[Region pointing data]
[Start of Attachment]

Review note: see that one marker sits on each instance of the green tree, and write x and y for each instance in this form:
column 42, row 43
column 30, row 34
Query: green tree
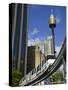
column 16, row 76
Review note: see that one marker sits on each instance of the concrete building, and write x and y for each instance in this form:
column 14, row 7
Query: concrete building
column 18, row 28
column 46, row 46
column 34, row 57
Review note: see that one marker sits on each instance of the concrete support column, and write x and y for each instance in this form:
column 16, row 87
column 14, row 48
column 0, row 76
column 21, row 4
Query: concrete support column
column 20, row 38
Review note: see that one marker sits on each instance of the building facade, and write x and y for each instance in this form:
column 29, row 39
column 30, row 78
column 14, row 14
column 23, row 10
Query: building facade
column 19, row 37
column 34, row 57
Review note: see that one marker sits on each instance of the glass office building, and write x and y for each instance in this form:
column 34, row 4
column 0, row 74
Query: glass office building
column 19, row 37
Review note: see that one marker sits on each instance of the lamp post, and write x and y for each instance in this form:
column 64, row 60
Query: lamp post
column 52, row 25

[End of Attachment]

What is expected: Send back exactly the lines from the line with "column 29, row 39" through the end of the records.

Solution:
column 29, row 39
column 30, row 78
column 14, row 14
column 23, row 10
Query: building facade
column 19, row 37
column 34, row 57
Review note: see that one marker sits on each instance of the glass office building, and write x and y for each instance in this form:
column 34, row 4
column 0, row 74
Query: glass office building
column 19, row 37
Review note: see that one marker sits on each instance of the lamp post, and write x and y for each instance in this form:
column 64, row 60
Query: lamp post
column 52, row 25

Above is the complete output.